— BEGIN —

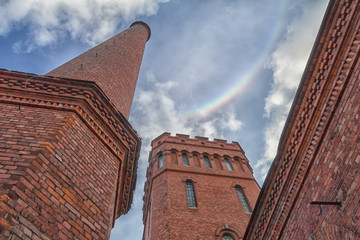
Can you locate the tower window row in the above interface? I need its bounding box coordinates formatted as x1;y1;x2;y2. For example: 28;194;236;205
185;180;251;213
157;152;245;172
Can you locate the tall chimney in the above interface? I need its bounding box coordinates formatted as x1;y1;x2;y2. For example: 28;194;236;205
46;21;151;119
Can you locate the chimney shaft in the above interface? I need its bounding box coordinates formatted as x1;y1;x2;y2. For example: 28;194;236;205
46;22;151;119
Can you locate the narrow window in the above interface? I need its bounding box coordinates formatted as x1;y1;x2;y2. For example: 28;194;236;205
204;156;211;168
236;186;251;213
183;153;189;166
158;155;164;168
225;158;234;171
186;181;196;207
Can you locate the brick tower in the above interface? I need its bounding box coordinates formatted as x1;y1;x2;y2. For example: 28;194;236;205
143;133;260;240
0;22;150;239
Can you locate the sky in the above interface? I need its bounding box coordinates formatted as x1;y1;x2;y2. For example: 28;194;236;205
0;0;328;240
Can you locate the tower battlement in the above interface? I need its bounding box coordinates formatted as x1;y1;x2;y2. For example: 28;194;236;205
143;132;260;239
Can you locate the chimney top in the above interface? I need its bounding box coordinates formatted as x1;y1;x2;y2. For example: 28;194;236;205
129;21;151;41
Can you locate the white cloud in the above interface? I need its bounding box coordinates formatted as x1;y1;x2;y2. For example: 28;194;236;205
0;0;169;52
255;0;328;178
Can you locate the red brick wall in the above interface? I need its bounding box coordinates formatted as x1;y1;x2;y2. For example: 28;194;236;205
0;104;119;239
143;133;260;239
46;22;150;118
246;0;360;239
282;35;360;239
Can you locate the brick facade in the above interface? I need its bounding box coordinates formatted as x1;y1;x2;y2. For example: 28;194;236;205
46;22;151;119
246;0;360;239
0;20;150;239
143;133;260;240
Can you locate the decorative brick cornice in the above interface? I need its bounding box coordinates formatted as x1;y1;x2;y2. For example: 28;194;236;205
246;1;360;239
0;69;141;219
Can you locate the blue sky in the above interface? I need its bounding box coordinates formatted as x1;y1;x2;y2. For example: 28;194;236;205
0;0;328;240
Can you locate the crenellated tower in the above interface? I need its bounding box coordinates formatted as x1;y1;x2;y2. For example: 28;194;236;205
143;133;260;240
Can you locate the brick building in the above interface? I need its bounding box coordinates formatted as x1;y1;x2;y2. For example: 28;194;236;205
246;0;360;240
143;133;260;240
143;0;360;240
0;22;150;239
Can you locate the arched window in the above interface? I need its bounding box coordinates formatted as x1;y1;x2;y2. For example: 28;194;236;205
224;158;234;171
222;233;235;240
186;180;197;207
235;186;251;213
182;153;189;166
204;156;212;168
158;155;164;168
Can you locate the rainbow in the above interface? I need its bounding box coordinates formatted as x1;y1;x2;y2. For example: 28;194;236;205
184;0;286;117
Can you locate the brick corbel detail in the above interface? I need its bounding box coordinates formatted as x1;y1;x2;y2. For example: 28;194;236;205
247;0;360;239
0;69;141;220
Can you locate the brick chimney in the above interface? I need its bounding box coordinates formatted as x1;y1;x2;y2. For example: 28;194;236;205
46;21;151;119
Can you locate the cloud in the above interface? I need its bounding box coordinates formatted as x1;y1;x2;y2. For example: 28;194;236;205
0;0;169;52
255;0;328;178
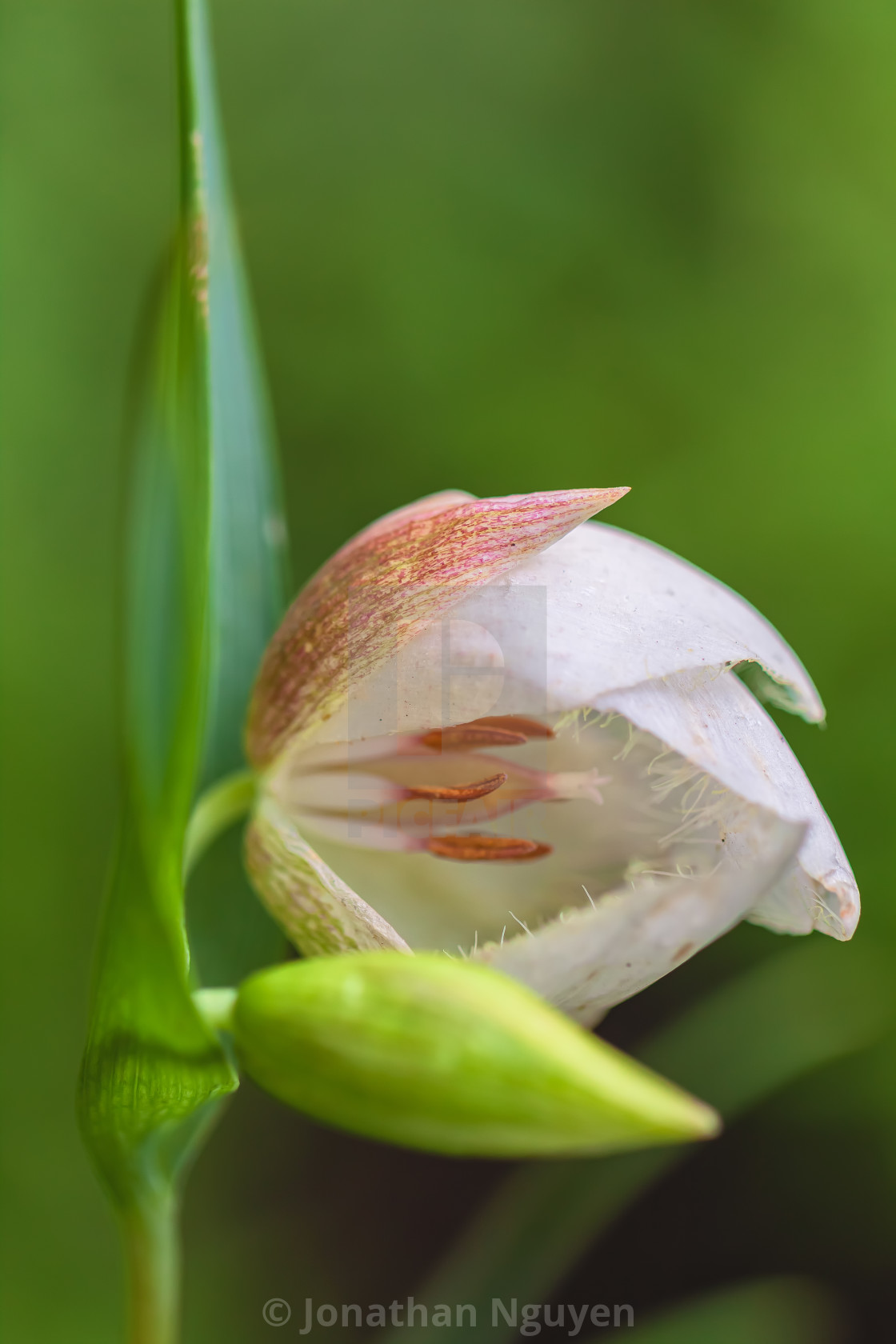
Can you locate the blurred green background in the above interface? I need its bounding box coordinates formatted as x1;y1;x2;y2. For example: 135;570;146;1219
0;0;896;1344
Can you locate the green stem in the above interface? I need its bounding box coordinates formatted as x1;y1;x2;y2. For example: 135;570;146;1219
122;1190;180;1344
184;770;255;880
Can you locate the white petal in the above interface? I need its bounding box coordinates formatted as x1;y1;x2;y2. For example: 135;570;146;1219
475;809;803;1027
246;798;410;957
593;670;858;939
338;523;825;739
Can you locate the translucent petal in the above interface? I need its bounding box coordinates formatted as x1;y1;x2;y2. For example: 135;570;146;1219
593;670;860;939
474;808;803;1027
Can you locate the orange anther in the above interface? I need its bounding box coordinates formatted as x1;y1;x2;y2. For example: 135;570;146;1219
421;723;526;751
426;834;552;863
462;714;554;738
404;774;506;802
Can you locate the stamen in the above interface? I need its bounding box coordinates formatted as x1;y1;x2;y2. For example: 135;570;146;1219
461;714;554;738
423;834;552;863
404;774;506;802
419;723;526;751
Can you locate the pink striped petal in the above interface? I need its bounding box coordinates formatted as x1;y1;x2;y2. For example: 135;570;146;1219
246;798;410;957
246;488;626;770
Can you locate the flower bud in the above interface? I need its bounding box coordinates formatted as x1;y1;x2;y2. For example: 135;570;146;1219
231;951;718;1157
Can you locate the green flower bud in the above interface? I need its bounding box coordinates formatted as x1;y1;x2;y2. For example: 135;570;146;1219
230;951;718;1157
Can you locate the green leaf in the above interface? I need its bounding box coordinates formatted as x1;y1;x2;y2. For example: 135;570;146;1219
618;1278;841;1344
232;951;718;1157
394;939;896;1344
79;0;285;1322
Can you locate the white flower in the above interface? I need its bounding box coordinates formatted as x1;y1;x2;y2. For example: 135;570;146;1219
247;490;858;1026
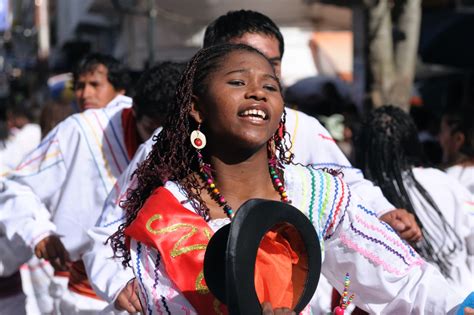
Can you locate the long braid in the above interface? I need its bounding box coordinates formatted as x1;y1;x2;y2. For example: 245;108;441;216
109;44;292;266
356;106;462;277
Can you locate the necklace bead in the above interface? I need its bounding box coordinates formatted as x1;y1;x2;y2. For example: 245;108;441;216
199;160;291;220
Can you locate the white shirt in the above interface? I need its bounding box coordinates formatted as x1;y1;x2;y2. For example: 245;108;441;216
0;96;132;272
131;166;470;314
83;108;395;302
446;165;474;194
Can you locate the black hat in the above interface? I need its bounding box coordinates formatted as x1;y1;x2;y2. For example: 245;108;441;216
204;199;321;314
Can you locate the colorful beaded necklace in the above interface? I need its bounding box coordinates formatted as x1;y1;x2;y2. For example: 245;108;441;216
198;152;291;220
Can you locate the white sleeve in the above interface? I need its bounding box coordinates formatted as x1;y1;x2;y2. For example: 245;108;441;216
315;172;469;314
286;108;395;217
82;140;153;303
130;239;197;315
0;236;33;277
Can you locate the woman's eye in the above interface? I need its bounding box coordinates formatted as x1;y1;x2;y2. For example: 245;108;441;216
263;84;278;92
228;80;245;86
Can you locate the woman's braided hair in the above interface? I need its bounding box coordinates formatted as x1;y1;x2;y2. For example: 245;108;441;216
356;106;462;277
109;44;293;266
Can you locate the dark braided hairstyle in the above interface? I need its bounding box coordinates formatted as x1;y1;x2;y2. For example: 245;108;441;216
109;44;293;266
443;107;474;159
356;106;462;277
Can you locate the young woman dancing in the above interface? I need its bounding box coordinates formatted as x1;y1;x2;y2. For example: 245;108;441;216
112;44;467;314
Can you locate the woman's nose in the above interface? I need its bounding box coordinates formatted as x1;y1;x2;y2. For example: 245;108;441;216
246;85;267;101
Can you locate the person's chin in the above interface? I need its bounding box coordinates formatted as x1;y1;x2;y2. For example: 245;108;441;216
81;103;99;111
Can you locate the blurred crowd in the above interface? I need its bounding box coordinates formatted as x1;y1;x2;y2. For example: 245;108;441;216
0;7;474;314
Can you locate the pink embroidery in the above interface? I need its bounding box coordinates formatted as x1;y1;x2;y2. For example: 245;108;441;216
339;232;424;276
355;215;422;264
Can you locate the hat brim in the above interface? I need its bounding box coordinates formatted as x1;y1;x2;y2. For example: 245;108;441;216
204;199;321;314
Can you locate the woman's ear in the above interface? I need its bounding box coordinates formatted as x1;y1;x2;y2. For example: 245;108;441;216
454;131;466;151
189;95;204;124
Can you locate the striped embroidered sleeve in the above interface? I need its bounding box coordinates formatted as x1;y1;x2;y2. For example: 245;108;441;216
0;122;72;248
130;239;197;315
312;171;462;314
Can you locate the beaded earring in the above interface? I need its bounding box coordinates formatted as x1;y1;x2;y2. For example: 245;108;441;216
189;124;206;150
333;273;354;315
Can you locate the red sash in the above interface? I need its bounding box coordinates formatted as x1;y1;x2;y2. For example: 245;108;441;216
125;187;227;314
125;187;306;314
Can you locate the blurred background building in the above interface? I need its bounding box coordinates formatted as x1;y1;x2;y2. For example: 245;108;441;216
0;0;474;124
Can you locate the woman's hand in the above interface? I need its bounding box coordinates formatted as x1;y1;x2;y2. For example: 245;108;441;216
262;302;296;315
114;279;142;313
35;235;71;271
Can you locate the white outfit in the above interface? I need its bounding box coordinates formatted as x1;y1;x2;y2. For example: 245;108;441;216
446;165;474;194
83;108;395;312
0;95;132;314
0;124;41;176
410;168;474;292
131;166;470;314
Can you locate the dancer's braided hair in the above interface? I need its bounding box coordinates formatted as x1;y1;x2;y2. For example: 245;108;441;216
356;106;462;277
109;44;293;266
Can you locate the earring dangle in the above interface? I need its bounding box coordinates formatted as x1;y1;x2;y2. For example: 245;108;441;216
189;124;206;150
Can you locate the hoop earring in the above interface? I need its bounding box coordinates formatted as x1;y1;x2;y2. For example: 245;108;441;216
189;124;206;150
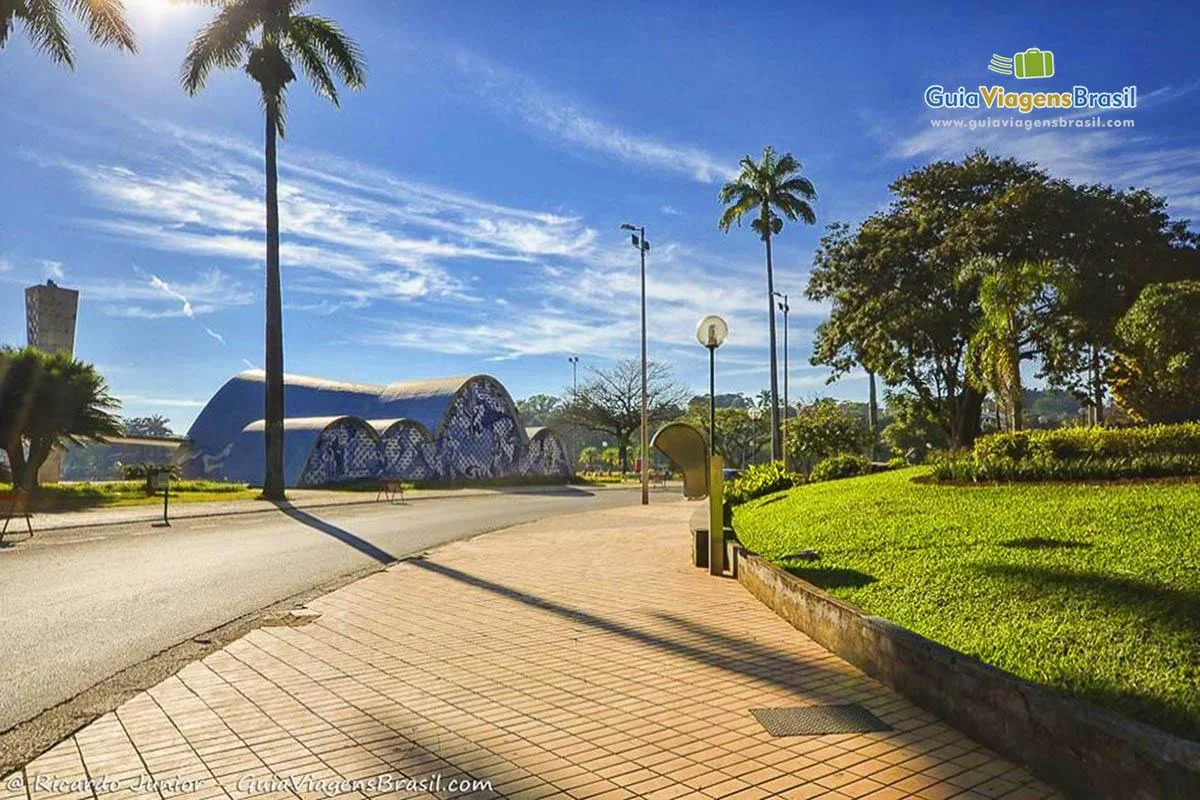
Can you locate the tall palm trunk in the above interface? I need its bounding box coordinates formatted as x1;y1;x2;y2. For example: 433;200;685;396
263;107;284;500
763;219;780;461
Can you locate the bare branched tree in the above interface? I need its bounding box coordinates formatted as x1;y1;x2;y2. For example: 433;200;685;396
562;359;686;471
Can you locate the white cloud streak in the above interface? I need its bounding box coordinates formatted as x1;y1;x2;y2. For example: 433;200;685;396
454;50;733;184
897;82;1200;216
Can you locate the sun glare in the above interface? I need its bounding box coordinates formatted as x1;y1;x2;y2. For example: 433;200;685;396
122;0;187;23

— END —

WHAT YOU NEED TO DO |
Show every line above that contains the word "background".

RESULT OF THIS EXERCISE |
Can you locate the blurred green background in the above interface? I need its bounding box coordinates formatted as x1;y1;x2;y2. For example: 135;570;146;1219
Can you locate the blurred background building in the above interface? I need its bounding box coordinates formatted as x1;y1;x2;y2. For example: 245;108;441;216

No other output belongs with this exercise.